(Dataset rows on where objects appear)

※ ※ ※

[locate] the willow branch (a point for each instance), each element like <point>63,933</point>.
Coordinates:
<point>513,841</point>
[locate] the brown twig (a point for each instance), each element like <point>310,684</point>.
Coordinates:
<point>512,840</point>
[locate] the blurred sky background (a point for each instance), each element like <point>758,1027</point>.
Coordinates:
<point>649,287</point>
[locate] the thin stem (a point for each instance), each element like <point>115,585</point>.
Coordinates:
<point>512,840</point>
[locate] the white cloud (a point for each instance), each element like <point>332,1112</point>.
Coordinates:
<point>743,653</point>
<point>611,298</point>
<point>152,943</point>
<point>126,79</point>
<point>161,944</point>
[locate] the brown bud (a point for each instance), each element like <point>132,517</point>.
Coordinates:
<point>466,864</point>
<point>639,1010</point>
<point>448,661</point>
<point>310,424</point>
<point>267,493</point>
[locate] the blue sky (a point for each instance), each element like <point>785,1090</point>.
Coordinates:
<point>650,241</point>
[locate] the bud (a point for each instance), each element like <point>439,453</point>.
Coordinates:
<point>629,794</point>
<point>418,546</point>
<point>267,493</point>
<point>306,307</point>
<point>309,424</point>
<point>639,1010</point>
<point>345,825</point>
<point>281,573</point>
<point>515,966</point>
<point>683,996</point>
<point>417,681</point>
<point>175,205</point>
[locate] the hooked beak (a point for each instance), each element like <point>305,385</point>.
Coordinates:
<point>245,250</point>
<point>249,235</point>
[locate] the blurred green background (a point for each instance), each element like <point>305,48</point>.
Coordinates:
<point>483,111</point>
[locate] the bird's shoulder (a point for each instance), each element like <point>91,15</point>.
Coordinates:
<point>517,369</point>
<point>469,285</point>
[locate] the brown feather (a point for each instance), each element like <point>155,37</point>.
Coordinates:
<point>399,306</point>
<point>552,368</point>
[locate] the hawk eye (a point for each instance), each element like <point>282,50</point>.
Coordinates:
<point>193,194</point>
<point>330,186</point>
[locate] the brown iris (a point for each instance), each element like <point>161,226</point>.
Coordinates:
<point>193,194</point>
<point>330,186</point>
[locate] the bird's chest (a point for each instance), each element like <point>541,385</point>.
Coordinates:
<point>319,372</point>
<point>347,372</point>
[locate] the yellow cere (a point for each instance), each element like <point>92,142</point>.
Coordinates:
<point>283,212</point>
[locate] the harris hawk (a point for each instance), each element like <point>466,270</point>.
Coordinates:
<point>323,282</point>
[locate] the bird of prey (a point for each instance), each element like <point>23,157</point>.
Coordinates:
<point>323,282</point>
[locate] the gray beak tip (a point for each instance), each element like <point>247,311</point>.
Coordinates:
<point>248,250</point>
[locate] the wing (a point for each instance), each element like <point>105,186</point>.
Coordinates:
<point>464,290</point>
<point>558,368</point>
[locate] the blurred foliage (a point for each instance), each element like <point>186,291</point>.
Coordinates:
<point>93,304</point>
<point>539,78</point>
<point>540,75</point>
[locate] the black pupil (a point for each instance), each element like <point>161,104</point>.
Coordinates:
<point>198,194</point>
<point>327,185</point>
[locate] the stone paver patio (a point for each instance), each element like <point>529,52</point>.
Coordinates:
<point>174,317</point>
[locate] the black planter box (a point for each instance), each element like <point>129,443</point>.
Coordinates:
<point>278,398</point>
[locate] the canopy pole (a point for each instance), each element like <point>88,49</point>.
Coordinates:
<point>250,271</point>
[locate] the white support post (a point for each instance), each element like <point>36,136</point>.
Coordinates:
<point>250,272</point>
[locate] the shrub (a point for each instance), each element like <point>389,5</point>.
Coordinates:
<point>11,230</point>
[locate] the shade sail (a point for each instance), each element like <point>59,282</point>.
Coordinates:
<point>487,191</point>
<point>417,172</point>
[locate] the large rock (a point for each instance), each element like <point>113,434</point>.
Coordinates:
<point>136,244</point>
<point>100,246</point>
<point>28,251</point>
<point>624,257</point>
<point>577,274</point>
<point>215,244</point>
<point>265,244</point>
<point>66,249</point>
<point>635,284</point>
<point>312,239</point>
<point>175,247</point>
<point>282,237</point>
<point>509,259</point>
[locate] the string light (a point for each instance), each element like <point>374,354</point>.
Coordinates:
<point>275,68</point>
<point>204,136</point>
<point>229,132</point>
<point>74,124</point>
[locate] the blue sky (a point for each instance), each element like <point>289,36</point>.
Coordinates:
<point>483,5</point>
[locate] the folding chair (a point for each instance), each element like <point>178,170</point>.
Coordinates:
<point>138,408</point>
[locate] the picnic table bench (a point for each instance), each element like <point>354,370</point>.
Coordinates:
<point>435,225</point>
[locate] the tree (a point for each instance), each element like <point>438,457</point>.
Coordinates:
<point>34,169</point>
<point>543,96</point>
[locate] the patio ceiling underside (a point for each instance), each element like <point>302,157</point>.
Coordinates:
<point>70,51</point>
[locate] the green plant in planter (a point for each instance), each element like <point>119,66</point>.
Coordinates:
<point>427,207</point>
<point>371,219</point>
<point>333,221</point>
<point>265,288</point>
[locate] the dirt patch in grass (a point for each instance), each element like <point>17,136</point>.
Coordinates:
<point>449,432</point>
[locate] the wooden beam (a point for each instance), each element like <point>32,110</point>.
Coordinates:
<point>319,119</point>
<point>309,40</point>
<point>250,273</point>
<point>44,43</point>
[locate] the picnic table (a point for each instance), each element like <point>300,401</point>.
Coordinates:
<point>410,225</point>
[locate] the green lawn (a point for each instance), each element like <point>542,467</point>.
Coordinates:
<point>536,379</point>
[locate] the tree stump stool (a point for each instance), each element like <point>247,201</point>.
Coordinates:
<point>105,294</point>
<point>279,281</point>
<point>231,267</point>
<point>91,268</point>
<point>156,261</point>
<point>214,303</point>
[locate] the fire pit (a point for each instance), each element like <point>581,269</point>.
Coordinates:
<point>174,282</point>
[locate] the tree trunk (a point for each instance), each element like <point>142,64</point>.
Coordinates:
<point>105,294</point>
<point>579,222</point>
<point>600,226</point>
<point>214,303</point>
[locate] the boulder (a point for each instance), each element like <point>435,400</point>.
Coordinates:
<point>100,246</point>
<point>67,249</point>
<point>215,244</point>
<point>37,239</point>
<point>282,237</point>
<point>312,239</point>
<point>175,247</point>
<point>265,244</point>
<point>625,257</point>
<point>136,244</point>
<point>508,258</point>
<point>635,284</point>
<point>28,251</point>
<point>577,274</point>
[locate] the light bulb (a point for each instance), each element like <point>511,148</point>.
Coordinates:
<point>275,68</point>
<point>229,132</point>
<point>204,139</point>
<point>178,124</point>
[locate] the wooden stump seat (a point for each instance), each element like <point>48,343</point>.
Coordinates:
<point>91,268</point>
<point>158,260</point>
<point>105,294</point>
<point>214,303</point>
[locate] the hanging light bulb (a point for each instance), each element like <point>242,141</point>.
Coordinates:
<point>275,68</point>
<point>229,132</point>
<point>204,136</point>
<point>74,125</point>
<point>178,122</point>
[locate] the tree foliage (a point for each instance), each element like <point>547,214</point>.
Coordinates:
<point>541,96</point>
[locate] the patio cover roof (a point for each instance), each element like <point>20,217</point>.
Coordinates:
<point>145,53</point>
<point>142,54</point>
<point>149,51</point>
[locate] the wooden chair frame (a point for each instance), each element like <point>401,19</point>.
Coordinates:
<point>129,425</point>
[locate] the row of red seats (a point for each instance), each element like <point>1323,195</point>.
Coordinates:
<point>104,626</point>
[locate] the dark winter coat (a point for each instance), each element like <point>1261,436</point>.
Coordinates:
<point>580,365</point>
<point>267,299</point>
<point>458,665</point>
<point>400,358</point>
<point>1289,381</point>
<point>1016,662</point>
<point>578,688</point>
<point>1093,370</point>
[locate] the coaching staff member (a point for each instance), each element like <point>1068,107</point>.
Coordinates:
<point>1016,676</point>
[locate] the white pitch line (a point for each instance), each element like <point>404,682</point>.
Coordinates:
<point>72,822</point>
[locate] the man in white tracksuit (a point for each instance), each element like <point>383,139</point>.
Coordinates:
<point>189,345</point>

※ ※ ※

# Exercise:
Copy out, character for character, the stretch of rows from the line containing "[locate] the stone" through the line containing "<point>417,172</point>", including both of those lines.

# Reply:
[locate] the stone paver patio (a point for each instance), each element like <point>529,52</point>.
Coordinates:
<point>174,317</point>
[locate] the black planter box (a point for each instance), each element like <point>129,443</point>.
Coordinates:
<point>278,398</point>
[locate] the canopy pole (a point for each instance), each element like <point>88,49</point>.
Coordinates:
<point>250,271</point>
[locate] the white support post (a point for each instance), each element like <point>36,136</point>.
Coordinates:
<point>250,272</point>
[locate] the shrub (a point for each instance), each element like <point>389,5</point>.
Coordinates:
<point>11,230</point>
[locate] the shade sail (a point for each instance), each element like <point>59,282</point>.
Coordinates:
<point>487,191</point>
<point>417,172</point>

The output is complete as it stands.